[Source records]
+++

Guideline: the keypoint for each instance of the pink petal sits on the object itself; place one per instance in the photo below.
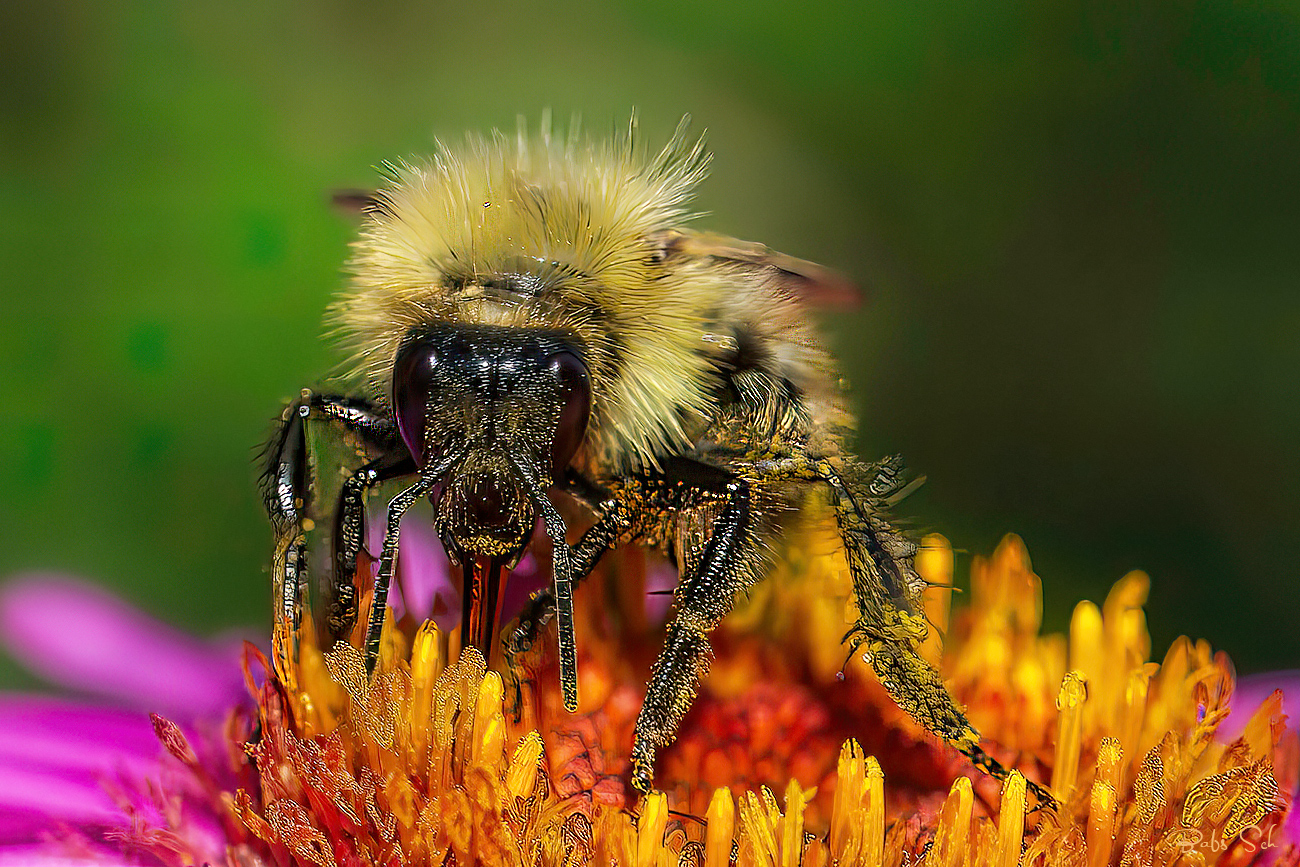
(1251, 692)
(43, 855)
(81, 636)
(46, 732)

+++

— What is being asked —
A faithful, complete copy of the entries is required, without the pictures.

— Expected answer —
Guideline: the keypoint for each instance of the pink petal sits on the object itself; place one per instance in the photo below.
(1251, 692)
(43, 855)
(81, 636)
(46, 732)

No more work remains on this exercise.